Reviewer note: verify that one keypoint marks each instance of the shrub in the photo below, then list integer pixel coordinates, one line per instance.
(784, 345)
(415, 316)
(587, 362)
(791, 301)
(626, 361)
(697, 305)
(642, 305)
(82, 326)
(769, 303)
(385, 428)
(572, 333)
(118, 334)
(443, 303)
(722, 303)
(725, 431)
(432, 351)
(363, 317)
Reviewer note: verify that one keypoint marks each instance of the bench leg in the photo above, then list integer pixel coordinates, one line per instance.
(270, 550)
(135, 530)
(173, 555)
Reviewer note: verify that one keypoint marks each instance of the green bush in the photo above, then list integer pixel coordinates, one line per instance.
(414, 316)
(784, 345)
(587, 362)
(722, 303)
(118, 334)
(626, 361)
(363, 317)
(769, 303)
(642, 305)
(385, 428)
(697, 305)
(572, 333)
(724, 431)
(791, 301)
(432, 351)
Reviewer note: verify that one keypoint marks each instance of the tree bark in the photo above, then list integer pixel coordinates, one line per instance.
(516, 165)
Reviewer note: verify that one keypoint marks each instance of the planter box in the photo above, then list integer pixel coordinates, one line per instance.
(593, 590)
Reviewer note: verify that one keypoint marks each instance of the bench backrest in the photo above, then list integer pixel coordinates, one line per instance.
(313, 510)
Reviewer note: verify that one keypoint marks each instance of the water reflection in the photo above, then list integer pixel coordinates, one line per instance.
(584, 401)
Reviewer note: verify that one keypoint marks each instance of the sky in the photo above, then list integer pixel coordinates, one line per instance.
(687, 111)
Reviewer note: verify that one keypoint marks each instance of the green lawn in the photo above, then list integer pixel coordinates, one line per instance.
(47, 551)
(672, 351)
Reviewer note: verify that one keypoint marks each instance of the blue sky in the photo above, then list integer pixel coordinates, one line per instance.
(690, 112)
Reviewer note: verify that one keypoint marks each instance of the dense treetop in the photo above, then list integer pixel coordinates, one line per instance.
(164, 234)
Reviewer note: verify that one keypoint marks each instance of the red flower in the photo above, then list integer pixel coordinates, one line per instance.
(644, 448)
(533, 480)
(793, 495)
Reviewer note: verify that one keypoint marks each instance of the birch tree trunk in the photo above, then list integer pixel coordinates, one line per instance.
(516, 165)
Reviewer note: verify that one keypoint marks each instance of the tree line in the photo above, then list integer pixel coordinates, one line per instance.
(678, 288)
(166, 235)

---

→ **What to work on**: Please reproduce the data from the line containing "instance of the sky" through the end of the data, copying every line but shifting each coordinate by adding 121 to both of its numbers.

→ **Output below**:
Reviewer note: verify that one keypoint marks each instance of the sky in the photo above, then list integer pixel coordinates, one line per instance.
(808, 232)
Reviewer note: verify that one keypoint marks each instance of the green lawn in the photo above, then list integer pixel coordinates, one line per instance.
(168, 672)
(793, 472)
Reviewer note: verify that one keypoint marks each instance of the blue sky in the photo above, then list integer pixel coordinates, one line per instance.
(811, 233)
Reviewer note: verify that one keypoint marks each instance of the dense treetop in the photo above, then list integer pixel coordinates, one line per instance.
(285, 355)
Reviewer note: verify that one keypoint marks each instance of the red flower in the photo above, then list integer pixel coordinates, one line per instance.
(765, 569)
(654, 601)
(914, 616)
Reviewer note: verify that one keypoint marks each instance of the birch tree trunk in the photo above, then list integer pixel coordinates, one line per instance.
(637, 286)
Reviewer note: verify that one keypoint marks each instance of the tree line in the photo above, then list integer pixel coordinates, one line per instance.
(799, 409)
(287, 356)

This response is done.